Tasks for this exercise:
(a) Answer these questions from the liturgy excerpt, one per line:
(i) As what were some of the country's poor left behind?
(ii) On what did the singers hang up their harps?
(iii) To whom did Jesus tell the cleansed leper to go and show himself?
(b) Edit part of the liturgy excerpt: write it out again, starting at the words "Then Nebuzaradan, captain" and stopping after "ever forget you!", with "captain of the guard" changed to "chief of the guard".

(Excerpt Opens)

Then Nebuzaradan, captain of the guard, led into exile the last of the people remaining in the city, and those who had deserted to the king of Babylon, and the last of the artisans. But some of the country’s poor, Nebuzaradan, captain of the guard, left behind as vinedressers and farmers.
R. Let my tongue be silenced, if I ever forget you!
By the streams of Babylon
we sat and wept
when we remembered Zion.
On the aspens of that land
we hung up our harps. R.
Though there our captors asked of us
the lyrics of our songs,
And our despoilers urged us to be joyous:
Sing for us the songs of Zion! R.
How could we sing a song of the Lord
in a foreign land?
If I forget you, Jerusalem,
may my right hand be forgotten! R.
May my tongue cleave to my palate
if I remember you not,
If I place not Jerusalem
ahead of my joy. R.
Christ took away our infirmities
and bore our diseases. Mt 8:17
When Jesus came down from the mountain, great crowds followed him. And then a leper approached, did him homage, and said, “Lord, if you wish, you can make me clean.” He stretched out his hand, touched him, and said, “I will do it. Be made clean.” His leprosy was cleansed immediately. Then Jesus said to him, “See that you tell no one, but go show yourself to the priest, and offer the gift that Moses prescribed; that will be proof for them.”
Prayer over the Offerings
Receive, O Lord, the sacrifice of conciliation and praise
and grant that, cleansed by its action,
we may make offering of a heart pleasing to you.
Through Christ our Lord. Amen.
The eyes of all look to you, Lord,
and you give them their food in due season. Ps 145 (144):15
I am the Good Shepherd,
and I lay down my life for my sheep, says the Lord. Jn 10:11, 15
Prayer after Communion
Renewed and nourished
by the Sacred Body and Precious Blood of your Son,
we ask of your mercy, O Lord,
that what we celebrate with constant devotion
may be our sure pledge of redemption.
Through Christ our Lord. Amen.
Daily Meditation: Matthew 8:1-4
His leprosy was cleansed immediately. (Matthew 8:3)

(Excerpt Closes)
(Material provided Opens)

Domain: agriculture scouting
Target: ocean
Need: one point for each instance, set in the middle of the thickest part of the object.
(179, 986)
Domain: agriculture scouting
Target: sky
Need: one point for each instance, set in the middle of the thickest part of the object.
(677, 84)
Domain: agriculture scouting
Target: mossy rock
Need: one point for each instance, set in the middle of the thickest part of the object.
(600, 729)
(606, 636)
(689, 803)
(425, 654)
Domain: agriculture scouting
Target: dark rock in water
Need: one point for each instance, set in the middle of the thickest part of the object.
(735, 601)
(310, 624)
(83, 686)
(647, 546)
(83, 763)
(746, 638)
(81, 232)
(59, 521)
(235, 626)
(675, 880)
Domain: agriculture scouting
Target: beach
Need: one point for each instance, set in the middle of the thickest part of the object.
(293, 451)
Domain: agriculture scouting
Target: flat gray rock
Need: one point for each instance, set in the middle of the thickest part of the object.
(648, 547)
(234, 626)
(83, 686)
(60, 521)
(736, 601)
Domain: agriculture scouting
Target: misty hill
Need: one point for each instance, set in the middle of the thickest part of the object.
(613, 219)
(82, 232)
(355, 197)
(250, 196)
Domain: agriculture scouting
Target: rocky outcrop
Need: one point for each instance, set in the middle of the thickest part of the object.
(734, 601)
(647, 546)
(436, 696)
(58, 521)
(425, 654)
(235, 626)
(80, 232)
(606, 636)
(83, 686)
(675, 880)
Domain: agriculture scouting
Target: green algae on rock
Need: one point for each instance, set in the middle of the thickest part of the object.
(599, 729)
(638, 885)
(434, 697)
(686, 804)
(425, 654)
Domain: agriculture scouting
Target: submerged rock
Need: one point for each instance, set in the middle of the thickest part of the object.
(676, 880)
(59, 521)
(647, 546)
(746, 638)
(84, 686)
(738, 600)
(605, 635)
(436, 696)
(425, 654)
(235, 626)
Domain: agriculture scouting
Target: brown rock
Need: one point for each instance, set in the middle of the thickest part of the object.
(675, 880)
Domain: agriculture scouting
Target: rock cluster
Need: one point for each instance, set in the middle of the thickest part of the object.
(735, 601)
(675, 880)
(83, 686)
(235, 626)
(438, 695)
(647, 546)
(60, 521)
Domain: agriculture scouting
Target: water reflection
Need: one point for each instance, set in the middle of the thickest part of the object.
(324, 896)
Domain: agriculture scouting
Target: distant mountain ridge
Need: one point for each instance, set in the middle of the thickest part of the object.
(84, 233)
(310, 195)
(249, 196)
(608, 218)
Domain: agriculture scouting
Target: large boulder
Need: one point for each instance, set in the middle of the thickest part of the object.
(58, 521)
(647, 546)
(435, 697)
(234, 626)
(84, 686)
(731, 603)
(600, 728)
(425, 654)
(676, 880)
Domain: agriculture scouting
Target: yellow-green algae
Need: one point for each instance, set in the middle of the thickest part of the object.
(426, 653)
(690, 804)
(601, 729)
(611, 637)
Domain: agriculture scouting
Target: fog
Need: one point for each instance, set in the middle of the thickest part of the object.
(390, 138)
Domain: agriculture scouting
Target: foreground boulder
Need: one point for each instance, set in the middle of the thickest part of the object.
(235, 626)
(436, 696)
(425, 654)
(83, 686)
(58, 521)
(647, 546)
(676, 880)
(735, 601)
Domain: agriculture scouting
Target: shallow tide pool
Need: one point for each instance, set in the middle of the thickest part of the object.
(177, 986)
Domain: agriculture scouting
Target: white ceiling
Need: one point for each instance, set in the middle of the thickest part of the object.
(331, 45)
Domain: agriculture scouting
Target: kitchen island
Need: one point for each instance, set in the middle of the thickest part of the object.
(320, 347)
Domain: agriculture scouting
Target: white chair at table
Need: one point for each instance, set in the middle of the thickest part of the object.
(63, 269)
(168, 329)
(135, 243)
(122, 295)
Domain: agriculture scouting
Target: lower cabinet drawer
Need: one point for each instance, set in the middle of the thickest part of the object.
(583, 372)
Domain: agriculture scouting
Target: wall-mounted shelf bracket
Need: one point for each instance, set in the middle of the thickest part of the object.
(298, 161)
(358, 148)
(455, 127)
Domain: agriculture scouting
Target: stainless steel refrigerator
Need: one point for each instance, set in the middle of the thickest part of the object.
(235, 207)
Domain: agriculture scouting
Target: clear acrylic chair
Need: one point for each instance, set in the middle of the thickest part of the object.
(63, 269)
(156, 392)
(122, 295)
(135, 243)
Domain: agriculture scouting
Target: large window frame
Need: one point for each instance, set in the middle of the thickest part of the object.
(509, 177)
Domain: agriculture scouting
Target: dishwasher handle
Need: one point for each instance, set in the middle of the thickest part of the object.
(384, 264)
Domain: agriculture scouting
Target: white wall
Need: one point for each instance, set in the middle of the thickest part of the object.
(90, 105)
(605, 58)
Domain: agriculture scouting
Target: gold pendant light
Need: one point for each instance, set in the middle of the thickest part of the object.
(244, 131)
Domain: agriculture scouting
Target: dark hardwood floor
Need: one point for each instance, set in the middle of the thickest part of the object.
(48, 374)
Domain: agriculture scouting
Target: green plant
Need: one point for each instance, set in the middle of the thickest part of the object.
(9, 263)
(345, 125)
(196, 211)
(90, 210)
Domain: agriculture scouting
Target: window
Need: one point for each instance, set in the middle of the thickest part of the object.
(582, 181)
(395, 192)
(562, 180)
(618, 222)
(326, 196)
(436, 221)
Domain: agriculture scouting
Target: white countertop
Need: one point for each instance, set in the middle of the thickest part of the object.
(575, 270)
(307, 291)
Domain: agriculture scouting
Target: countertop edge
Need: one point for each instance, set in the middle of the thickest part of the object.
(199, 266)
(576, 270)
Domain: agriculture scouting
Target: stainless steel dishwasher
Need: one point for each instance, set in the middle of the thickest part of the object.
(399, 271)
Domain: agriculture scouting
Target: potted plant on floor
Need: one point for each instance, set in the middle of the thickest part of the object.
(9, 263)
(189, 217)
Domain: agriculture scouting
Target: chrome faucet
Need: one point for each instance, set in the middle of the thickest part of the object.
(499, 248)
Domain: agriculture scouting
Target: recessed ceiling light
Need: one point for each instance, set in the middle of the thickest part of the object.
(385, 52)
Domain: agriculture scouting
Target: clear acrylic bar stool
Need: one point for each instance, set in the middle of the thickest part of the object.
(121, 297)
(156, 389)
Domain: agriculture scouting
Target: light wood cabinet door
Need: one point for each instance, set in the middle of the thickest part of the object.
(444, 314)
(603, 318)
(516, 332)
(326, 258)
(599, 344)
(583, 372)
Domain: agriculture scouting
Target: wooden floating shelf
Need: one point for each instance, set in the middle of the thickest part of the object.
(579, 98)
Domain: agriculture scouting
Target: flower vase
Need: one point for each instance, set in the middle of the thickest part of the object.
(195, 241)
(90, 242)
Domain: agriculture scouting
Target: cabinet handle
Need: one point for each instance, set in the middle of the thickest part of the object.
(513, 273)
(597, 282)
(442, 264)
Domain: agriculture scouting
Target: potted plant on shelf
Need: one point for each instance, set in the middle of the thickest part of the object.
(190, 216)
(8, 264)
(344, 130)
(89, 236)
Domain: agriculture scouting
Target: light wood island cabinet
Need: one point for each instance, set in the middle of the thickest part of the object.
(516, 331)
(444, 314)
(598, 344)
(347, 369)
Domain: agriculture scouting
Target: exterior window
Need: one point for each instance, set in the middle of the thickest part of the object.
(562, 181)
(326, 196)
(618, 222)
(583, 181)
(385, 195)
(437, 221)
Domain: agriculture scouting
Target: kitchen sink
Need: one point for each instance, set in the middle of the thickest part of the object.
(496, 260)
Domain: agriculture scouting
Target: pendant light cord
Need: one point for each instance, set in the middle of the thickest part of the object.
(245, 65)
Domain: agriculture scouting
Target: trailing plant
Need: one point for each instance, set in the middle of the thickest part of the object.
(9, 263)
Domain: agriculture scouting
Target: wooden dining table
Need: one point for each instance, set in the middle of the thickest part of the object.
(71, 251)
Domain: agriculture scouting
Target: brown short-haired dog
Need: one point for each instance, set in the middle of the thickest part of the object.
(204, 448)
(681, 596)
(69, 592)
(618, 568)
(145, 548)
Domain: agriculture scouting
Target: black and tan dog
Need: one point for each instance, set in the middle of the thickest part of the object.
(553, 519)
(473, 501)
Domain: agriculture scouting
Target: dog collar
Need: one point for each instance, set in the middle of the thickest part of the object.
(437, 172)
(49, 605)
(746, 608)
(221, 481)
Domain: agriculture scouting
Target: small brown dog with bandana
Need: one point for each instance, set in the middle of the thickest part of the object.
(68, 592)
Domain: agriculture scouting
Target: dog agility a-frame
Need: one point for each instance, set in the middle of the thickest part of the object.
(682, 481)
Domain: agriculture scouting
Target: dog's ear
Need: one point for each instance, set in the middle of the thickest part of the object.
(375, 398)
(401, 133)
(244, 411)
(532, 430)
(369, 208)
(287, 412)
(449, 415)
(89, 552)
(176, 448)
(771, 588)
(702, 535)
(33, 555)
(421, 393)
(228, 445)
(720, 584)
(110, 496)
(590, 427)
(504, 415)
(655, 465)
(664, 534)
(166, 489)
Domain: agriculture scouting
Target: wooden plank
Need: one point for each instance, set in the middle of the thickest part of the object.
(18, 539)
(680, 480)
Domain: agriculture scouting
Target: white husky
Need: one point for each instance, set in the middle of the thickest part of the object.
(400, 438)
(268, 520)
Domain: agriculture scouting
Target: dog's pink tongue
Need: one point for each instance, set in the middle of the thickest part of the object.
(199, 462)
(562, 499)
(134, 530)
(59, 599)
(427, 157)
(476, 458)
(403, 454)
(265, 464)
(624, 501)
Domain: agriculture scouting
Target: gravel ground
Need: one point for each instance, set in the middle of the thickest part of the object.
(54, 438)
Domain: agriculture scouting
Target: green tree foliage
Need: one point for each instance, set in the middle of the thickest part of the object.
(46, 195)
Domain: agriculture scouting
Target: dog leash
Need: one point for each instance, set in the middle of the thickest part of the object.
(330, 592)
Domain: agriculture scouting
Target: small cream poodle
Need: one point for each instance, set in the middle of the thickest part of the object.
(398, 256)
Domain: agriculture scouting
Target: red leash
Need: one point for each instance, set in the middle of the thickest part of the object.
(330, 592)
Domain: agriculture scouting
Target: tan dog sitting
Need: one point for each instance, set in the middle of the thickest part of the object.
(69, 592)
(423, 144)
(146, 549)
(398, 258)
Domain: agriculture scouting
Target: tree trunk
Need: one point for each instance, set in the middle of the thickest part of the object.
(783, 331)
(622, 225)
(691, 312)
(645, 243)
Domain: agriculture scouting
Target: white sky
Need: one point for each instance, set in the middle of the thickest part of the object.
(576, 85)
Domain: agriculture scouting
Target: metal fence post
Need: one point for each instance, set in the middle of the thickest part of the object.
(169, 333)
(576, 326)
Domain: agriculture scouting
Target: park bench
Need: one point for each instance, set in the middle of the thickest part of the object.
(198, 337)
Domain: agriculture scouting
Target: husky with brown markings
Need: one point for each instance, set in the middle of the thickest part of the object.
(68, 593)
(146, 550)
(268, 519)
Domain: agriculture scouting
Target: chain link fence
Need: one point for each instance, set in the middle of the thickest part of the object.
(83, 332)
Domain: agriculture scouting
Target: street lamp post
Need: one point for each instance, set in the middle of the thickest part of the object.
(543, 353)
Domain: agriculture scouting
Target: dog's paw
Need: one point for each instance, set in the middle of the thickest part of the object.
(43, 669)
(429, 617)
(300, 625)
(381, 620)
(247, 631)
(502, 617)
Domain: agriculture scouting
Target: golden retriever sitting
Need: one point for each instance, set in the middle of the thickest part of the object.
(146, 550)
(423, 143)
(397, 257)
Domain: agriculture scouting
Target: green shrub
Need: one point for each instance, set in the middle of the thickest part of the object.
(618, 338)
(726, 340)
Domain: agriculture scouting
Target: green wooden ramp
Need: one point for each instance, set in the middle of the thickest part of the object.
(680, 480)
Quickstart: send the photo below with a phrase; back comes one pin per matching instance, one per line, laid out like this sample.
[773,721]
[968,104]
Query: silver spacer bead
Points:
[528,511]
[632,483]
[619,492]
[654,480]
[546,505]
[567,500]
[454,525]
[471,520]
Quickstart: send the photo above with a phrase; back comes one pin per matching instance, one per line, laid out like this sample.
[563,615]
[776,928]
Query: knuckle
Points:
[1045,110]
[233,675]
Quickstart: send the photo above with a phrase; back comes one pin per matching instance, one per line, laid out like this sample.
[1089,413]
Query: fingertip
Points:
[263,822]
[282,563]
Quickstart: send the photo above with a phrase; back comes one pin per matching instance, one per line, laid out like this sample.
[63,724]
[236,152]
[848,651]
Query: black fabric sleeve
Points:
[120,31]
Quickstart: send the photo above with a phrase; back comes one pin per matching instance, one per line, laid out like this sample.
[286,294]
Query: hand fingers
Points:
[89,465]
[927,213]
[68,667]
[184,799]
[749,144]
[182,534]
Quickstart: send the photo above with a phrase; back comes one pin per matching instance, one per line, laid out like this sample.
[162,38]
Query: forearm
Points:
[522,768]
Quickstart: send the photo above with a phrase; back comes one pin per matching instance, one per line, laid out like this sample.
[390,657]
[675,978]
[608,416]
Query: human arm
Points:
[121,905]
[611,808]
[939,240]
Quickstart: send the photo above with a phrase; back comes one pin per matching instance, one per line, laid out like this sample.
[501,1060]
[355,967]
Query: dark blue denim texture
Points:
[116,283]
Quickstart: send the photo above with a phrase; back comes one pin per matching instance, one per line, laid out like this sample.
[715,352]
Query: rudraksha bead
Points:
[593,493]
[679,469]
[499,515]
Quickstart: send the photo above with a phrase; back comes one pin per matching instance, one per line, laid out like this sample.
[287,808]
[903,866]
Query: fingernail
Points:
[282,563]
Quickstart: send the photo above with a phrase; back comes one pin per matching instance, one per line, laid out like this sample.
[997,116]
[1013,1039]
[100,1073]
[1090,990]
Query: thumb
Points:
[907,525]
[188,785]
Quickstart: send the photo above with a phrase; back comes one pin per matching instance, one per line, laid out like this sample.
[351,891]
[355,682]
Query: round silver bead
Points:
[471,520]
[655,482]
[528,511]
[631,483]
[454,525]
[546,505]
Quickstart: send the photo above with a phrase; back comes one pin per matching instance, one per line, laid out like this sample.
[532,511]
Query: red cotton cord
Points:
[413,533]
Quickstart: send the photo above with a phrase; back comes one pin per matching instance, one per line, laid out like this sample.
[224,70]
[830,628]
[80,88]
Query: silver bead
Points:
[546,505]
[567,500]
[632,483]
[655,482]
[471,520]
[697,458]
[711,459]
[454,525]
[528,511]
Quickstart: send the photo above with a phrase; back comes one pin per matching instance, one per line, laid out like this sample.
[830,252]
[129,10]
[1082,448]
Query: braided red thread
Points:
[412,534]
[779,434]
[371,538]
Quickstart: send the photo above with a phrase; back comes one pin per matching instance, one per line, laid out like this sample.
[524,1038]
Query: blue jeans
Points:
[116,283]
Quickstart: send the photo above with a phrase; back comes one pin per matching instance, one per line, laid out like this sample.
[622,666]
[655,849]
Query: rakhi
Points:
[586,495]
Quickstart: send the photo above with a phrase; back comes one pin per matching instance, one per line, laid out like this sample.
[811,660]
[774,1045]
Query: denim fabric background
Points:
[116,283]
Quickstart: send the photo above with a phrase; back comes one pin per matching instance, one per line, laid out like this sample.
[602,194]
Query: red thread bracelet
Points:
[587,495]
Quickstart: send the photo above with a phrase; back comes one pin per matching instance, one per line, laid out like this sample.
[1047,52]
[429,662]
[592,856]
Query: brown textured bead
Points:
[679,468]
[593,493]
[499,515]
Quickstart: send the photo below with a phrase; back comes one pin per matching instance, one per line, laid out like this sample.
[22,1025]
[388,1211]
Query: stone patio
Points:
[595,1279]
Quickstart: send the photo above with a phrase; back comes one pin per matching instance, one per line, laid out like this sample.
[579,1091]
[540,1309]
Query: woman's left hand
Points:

(Material provided Closes)

Solutions below:
(a)
(i) As vinedressers and farmers.
(ii) On the aspens of that land.
(iii) To the priest.

(b)
Then Nebuzaradan, chief of the guard, led into exile the last of the people remaining in the city, and those who had deserted to the king of Babylon, and the last of the artisans. But some of the country’s poor, Nebuzaradan, chief of the guard, left behind as vinedressers and farmers.
R. Let my tongue be silenced, if I ever forget you!